Your objective -
Beneath this instruction is a block of data; output from it exactly the lines that run from the one containing "Phrase: blue sky" through the one containing "pair like [157,793].", inclusive.

Entries shown -
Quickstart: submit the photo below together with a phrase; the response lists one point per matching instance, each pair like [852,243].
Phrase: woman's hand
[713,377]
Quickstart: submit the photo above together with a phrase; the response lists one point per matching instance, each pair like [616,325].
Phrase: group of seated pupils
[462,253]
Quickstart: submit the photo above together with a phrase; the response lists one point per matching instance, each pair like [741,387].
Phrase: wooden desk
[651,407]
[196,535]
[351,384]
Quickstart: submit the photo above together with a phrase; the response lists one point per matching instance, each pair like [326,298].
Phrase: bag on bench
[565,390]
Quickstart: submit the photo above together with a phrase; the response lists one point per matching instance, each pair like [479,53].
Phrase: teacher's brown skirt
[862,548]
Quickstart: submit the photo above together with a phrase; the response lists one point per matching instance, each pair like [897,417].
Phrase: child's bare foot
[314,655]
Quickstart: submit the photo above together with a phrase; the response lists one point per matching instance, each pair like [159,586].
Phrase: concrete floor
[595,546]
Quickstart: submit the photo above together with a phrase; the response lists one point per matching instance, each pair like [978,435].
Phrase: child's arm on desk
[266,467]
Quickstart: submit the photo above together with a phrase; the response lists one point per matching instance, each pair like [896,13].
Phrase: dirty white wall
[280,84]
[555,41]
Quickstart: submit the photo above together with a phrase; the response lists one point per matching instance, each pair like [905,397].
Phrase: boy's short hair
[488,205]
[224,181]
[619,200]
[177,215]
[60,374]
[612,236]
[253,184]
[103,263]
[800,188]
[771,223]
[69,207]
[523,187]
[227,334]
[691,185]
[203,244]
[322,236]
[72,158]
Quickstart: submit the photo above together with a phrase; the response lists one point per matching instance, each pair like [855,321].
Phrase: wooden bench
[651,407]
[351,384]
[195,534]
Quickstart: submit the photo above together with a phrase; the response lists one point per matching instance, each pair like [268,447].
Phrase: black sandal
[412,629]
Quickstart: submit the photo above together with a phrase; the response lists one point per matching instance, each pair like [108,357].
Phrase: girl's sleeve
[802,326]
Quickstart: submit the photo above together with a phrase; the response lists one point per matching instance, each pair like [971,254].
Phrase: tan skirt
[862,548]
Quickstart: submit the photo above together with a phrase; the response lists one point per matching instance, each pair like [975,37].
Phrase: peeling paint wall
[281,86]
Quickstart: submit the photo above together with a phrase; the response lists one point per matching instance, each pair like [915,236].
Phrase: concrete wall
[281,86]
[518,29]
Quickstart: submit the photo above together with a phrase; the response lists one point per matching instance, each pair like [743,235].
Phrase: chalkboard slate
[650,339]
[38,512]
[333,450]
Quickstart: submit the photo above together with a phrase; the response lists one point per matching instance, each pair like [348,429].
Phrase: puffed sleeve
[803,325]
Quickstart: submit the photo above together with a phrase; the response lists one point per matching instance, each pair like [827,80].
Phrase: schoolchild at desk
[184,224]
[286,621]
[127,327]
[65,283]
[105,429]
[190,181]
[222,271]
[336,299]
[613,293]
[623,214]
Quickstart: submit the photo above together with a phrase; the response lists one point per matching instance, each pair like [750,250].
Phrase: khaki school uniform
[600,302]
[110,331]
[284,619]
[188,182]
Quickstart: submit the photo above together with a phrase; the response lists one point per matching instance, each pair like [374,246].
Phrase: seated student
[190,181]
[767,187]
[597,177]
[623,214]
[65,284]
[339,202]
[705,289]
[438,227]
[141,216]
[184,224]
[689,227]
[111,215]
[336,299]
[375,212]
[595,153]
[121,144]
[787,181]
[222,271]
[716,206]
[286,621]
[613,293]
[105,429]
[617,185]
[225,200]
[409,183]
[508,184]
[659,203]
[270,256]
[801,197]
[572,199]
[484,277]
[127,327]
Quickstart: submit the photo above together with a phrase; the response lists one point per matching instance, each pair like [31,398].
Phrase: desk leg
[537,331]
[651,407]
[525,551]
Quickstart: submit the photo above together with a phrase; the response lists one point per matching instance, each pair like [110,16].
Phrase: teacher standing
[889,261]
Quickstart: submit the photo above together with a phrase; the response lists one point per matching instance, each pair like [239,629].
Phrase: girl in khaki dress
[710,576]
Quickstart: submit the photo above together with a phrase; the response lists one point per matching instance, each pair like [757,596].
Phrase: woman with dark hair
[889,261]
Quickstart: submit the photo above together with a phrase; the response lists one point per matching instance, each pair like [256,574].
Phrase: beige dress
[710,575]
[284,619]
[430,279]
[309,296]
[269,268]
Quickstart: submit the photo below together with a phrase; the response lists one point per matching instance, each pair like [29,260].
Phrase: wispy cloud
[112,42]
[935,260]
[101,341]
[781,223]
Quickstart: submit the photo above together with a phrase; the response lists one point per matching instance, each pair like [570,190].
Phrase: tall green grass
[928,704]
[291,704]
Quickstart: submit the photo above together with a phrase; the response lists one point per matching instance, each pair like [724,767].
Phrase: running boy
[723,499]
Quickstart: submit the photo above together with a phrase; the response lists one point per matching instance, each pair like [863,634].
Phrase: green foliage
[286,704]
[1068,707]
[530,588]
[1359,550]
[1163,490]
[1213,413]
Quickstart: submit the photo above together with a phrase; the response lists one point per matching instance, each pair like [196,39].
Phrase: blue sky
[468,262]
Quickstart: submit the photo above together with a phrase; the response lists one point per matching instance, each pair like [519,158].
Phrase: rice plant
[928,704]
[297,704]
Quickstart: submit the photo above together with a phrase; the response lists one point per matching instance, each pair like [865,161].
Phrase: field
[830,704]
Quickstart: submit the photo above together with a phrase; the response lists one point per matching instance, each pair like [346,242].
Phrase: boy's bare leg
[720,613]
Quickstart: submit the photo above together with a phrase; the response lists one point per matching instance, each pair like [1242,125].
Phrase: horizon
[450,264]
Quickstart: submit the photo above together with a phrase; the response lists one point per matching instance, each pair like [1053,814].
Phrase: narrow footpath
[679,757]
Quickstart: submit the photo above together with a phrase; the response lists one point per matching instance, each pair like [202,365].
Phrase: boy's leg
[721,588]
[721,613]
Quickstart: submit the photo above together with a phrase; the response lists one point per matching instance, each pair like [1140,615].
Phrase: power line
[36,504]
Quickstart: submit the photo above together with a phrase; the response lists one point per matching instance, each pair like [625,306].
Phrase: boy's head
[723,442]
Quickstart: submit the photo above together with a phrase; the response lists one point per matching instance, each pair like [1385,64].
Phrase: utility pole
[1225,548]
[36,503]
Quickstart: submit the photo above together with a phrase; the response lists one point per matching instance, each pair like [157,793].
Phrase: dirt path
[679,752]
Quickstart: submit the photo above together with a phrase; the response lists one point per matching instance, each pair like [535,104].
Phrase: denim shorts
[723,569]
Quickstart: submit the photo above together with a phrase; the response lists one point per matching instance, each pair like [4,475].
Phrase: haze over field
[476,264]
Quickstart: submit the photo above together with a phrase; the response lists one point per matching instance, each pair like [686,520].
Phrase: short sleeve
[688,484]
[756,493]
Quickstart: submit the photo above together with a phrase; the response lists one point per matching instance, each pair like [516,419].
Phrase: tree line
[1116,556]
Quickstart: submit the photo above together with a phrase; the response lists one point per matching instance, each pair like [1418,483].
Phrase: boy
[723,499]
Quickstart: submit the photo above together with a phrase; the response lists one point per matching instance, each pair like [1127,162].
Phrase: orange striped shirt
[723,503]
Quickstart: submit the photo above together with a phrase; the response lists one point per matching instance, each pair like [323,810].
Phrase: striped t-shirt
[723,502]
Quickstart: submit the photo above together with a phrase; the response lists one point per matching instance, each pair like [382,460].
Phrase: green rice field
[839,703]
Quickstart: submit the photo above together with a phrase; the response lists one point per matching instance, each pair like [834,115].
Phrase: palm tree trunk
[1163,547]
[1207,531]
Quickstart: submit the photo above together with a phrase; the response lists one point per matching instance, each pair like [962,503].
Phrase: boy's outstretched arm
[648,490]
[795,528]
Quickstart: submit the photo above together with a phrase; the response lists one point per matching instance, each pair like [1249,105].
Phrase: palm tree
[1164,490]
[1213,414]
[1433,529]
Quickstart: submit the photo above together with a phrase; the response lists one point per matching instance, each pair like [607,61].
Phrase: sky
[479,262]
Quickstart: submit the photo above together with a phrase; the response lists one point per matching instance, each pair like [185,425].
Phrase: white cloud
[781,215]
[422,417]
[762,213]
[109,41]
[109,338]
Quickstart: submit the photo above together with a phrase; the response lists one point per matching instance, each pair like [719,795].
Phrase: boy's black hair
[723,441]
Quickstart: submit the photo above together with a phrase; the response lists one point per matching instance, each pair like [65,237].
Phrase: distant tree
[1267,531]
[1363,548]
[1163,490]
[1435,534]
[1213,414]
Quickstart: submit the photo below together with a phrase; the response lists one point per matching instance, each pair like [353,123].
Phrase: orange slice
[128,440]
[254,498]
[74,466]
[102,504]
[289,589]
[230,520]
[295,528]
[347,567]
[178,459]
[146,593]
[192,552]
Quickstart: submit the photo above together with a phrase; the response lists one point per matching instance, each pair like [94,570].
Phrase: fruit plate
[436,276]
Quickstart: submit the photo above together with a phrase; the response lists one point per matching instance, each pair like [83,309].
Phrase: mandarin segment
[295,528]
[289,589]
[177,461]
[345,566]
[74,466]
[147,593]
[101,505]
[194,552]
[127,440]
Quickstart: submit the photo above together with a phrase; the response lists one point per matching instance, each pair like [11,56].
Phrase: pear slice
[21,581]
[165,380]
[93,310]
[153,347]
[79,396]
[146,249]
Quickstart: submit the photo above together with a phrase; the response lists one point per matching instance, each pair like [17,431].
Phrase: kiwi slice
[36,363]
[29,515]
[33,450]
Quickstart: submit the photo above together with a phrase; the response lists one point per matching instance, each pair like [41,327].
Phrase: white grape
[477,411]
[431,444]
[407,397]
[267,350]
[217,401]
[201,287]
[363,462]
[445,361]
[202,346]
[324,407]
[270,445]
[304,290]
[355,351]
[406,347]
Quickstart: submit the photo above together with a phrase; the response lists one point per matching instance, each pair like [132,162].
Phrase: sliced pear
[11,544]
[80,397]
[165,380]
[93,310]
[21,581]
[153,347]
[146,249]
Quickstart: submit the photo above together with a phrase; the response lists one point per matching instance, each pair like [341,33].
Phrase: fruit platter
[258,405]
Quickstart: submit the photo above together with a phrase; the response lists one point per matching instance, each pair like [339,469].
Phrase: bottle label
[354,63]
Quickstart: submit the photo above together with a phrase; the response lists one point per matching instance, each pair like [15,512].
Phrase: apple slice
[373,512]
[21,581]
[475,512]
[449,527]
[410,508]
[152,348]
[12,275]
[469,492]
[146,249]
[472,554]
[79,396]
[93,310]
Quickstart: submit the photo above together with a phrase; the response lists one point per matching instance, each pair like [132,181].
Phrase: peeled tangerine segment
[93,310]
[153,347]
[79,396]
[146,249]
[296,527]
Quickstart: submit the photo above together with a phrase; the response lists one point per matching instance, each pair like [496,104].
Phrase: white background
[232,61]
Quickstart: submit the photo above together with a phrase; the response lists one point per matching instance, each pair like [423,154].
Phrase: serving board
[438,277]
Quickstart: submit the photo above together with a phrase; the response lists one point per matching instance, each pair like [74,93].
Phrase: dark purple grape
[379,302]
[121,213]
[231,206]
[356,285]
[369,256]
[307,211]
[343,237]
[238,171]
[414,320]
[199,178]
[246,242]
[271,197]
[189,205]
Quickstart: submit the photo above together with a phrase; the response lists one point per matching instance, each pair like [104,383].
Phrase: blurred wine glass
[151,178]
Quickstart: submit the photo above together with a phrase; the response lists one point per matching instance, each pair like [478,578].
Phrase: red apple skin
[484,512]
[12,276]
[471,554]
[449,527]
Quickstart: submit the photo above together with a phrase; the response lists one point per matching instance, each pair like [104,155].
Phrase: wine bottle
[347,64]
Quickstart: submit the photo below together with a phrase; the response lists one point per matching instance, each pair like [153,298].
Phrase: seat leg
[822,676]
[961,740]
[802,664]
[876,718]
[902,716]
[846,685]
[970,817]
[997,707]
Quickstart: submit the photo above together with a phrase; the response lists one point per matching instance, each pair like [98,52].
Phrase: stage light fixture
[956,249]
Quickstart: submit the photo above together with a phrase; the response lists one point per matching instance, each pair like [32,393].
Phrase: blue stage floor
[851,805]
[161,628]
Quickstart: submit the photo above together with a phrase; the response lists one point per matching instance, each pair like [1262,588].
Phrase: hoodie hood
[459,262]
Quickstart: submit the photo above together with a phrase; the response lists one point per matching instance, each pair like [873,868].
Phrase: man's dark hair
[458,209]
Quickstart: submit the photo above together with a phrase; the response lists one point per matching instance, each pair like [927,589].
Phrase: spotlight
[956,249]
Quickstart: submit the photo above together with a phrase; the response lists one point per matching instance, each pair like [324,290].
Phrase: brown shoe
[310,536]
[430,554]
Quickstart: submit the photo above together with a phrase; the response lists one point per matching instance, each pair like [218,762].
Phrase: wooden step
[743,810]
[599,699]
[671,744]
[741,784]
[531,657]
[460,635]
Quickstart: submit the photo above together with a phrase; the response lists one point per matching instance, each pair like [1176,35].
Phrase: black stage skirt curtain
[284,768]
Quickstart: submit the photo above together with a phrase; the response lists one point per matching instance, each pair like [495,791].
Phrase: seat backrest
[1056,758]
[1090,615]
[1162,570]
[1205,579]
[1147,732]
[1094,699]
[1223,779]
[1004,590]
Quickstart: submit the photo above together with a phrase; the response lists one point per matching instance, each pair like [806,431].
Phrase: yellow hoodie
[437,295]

Answer section -
Phrase: blue sky
[468,262]
Quickstart: submit the photo above together with a phrase; the response lists one point per matching instance, each pair like [519,158].
Phrase: rice plant
[928,704]
[297,704]
Quickstart: submit the photo above together with a phrase; the response lists one point per matching instance, each pair like [865,161].
Phrase: field
[830,704]
Quickstart: submit the photo above together with a phrase; the response lists one point per matching instance, each pair like [346,242].
Phrase: boy's bare leg
[720,613]
Quickstart: submit the photo above together with a phrase; the response lists one point per matching instance, each pair like [1242,125].
Phrase: horizon
[450,264]
Quickstart: submit the photo above together with a phrase; the response lists one point per matching instance, each pair like [1053,814].
Phrase: narrow footpath
[679,757]
Quickstart: submit the photo above together with a phrase; the response lists one point per matching instance, each pair like [202,365].
Phrase: boy's leg
[721,588]
[721,613]
Quickstart: submit the photo above together with a phrase; the response lists one point per matching instance, each pair like [1140,615].
Phrase: power line
[36,504]
Quickstart: submit the photo above together with a phrase; the response lists one point per matching instance, each pair like [625,306].
Phrase: boy's head
[723,442]
Quickstart: submit the photo above together with a phrase; the response lists one point per matching instance, each pair like [1385,64].
Phrase: utility pole
[1225,548]
[36,503]
Quickstart: submit the photo above together with a phrase; the response lists one point per matching instance, each pair like [157,793].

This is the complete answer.